Reproduce the whole listing below line for line without changing anything, and leave the pictures out of your answer.

(Rows of box annotation data)

BEGIN

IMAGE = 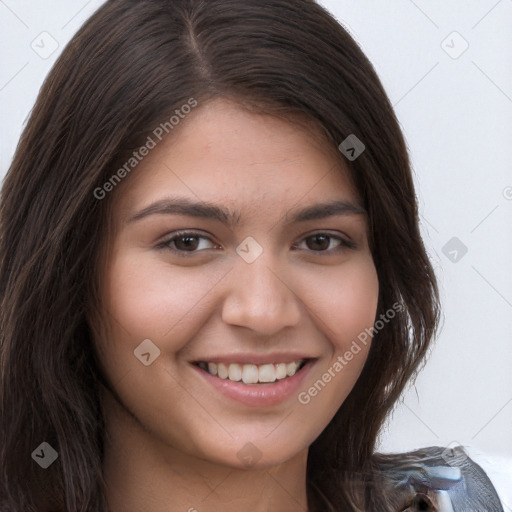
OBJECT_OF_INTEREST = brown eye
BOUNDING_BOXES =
[174,235,199,251]
[306,235,332,251]
[294,233,357,254]
[158,231,215,256]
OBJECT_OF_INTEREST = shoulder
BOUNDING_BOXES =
[375,446,512,512]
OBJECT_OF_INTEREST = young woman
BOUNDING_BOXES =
[0,0,503,512]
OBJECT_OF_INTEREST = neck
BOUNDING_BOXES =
[103,390,307,512]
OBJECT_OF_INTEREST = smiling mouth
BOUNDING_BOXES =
[195,359,309,384]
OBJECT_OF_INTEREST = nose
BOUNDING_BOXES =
[222,256,301,336]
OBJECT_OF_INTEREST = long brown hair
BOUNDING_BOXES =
[0,0,439,512]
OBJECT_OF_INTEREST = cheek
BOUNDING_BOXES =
[308,257,379,352]
[105,248,226,344]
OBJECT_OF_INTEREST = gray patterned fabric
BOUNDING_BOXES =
[382,446,504,512]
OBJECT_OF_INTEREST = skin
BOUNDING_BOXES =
[96,99,378,512]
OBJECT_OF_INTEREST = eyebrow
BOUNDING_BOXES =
[126,198,366,226]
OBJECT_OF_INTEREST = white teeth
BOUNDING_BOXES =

END

_Completed task:_
IMAGE = 
OBJECT_OF_INTEREST = brown eye
BOUNDING_BOXES =
[174,235,199,251]
[306,235,332,251]
[294,233,357,254]
[158,231,215,256]
OBJECT_OF_INTEREST = shoulder
BOUNDING_BOXES =
[375,446,512,512]
OBJECT_OF_INTEREST = young woman
BOUNDING_BOXES =
[0,0,503,512]
OBJECT_OF_INTEREST = neck
BOUNDING_BOXES =
[103,390,307,512]
OBJECT_OF_INTEREST = smiling mouth
BOUNDING_BOXES =
[195,359,309,384]
OBJECT_OF_INTEREST = nose
BOUNDING_BOXES =
[222,256,301,336]
OBJECT_OF_INTEREST = long brown hair
BOUNDING_BOXES =
[0,0,439,512]
OBJECT_OF_INTEREST = cheek
BOUNDING_BOXES =
[308,257,379,352]
[105,248,226,344]
OBJECT_OF_INTEREST = gray patterned fabric
BOUNDING_BOXES =
[382,446,504,512]
OBJECT_OF_INTEREST = skin
BOUNDING_BOXES =
[96,99,378,512]
OBJECT_OF_INTEREST = eyebrow
BOUNDING_BOXES =
[126,198,366,226]
OBJECT_OF_INTEREST = white teeth
BOUNDING_BOXES =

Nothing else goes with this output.